- **EXTRAIT DE TEXTE**

↓↓↓

Immigration : pour un développement solidaire
Puis venait la question de savoir si la Tunisie était prête à bloquer les départs de migrants vers l’Europe en échange d’une aide économique. A cet égard, le chef du gouvernement a eu l’honnêteté d’avouer qu’arrêter le flux migratoire à partir des côtes tunisiennes ou d’Afrique du Nord, est « insuffisant, voire impossible ».
« La meilleure manière de les retenir chez eux, c’est de renforcer le partenariat avec les pays émetteurs. J’appelle cela le développement solidaire. Il faut qu’un candidat à l’immigration préfère rester chez lui. Je ne dis pas que la solution sécuritaire doit être oubliée, bien au contraire. Il faut préserver nos frontières et protéger ces personnes-là de la traite des êtres humains. Elles en sont les premières victimes », a-t-il affirmé.
Un cercle vicieux
Et qu’en est-il du prêt que le gouvernement tunisien négocie actuellement avec le FMI avec le risque de gonfler l’endettement qui a dépassé les 100 % du PIB ? « Il va falloir donner des alternatives. Nous ne pouvons pas continuer à observer cette dégringolade économique. Aller vers le FMI est une démarche rationnelle pour sortir la Tunisie de son marasme économique. Nous avons présenté au FMI un plan de relance bien préparé », répond-il, laconique.

↑↑↑

- **JEU DE DONNÉES**
↓↓↓

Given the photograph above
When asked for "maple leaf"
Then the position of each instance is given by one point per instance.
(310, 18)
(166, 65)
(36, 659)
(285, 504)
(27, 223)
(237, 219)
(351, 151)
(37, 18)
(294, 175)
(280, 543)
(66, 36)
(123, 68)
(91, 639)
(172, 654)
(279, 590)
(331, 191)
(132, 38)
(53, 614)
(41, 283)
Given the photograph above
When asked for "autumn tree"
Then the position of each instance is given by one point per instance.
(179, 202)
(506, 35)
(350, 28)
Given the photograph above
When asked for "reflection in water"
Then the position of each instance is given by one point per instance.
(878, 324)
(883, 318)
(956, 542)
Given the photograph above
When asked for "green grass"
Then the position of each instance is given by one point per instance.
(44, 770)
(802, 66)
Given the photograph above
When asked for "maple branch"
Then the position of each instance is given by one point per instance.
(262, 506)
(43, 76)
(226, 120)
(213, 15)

↑↑↑
↓↓↓

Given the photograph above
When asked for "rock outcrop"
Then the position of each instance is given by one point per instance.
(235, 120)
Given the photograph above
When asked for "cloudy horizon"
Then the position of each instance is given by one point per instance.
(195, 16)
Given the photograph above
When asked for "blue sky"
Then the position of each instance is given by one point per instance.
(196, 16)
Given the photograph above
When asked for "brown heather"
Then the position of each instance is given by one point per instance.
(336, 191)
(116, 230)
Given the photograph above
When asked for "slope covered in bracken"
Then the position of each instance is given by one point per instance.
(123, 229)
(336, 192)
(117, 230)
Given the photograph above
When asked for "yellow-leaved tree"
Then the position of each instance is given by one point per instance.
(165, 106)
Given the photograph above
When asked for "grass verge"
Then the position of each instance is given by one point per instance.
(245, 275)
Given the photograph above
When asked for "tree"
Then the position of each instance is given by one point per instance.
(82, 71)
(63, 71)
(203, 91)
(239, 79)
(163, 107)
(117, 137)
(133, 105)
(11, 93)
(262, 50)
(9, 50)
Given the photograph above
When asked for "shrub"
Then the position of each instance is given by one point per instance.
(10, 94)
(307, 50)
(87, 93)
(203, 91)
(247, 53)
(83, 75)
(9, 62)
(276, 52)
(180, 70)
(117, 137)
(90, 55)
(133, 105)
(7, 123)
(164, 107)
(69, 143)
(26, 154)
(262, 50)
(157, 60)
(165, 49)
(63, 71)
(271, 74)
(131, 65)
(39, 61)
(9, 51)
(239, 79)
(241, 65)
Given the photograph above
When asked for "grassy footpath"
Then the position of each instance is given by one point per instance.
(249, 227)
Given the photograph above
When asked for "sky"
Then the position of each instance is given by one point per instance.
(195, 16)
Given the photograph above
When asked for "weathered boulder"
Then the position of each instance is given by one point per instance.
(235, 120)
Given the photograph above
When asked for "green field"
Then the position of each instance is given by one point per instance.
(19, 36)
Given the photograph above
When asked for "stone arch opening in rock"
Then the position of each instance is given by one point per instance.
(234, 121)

↑↑↑
↓↓↓

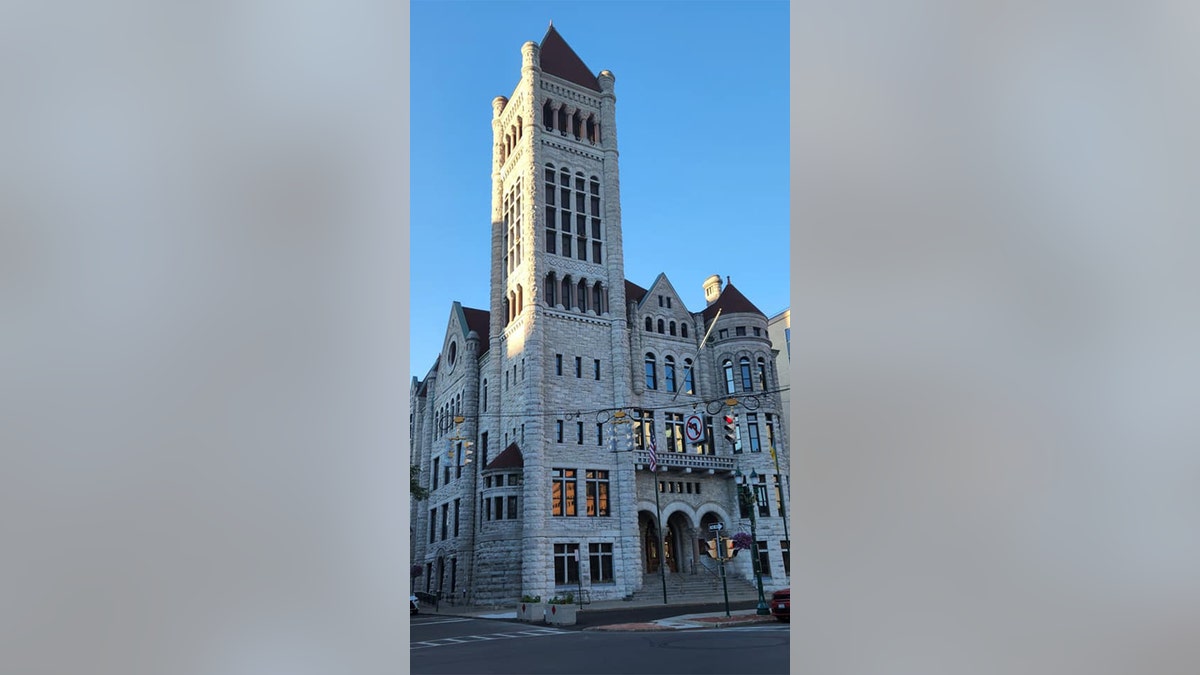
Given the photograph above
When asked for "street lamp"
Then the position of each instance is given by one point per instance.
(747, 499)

↑↑↑

- **ÉNONCÉ DE L'EXERCICE**
Rédigez la suite de l'article consacré à l'immigration et à la situation économique de la Tunisie, en reprenant juste après sa dernière phrase.

- **RÉPONSE PROPOSÉE**
La potion amère du FMI
En outre, il était prié de donner son sentiment sur les risques de troubles sociaux consécutifs à la suppression des subventions sur les produits de base; comme le pain, et le gel de la masse salariale. Ainsi, M. Mechichi argue qu’il « n’y aura pas de suppression des subventions; mais un meilleur ciblage en faveur des personnes qui méritent d’être aidées. Dans tous les pays du monde, les aides sociales vont aux personnes nécessiteuses ».
« Moi, je n’ai pas besoin que l’État subventionne mon pain. Le coût social sera plus important si le pays sombre dans la faillite. Ma responsabilité est de stopper cette chute. Je ne cherche pas la popularité et je n’appartiens à aucun parti, cela me donne une liberté pour décider ce qui est nécessaire pour le pays. Quand on est malade, on doit prendre le médicament, même si le sirop ne nous plaît pas ». Ainsi, soulignait-il avec vigueur. Quant à affirmer qu’il est un homme libre et qu’il n’appartient à aucun parti, l’argument est discutable. Tellement il a les mains liées par son alliance avec son « coussin politique » composé essentiellement du parti islamiste d’Ennahdha.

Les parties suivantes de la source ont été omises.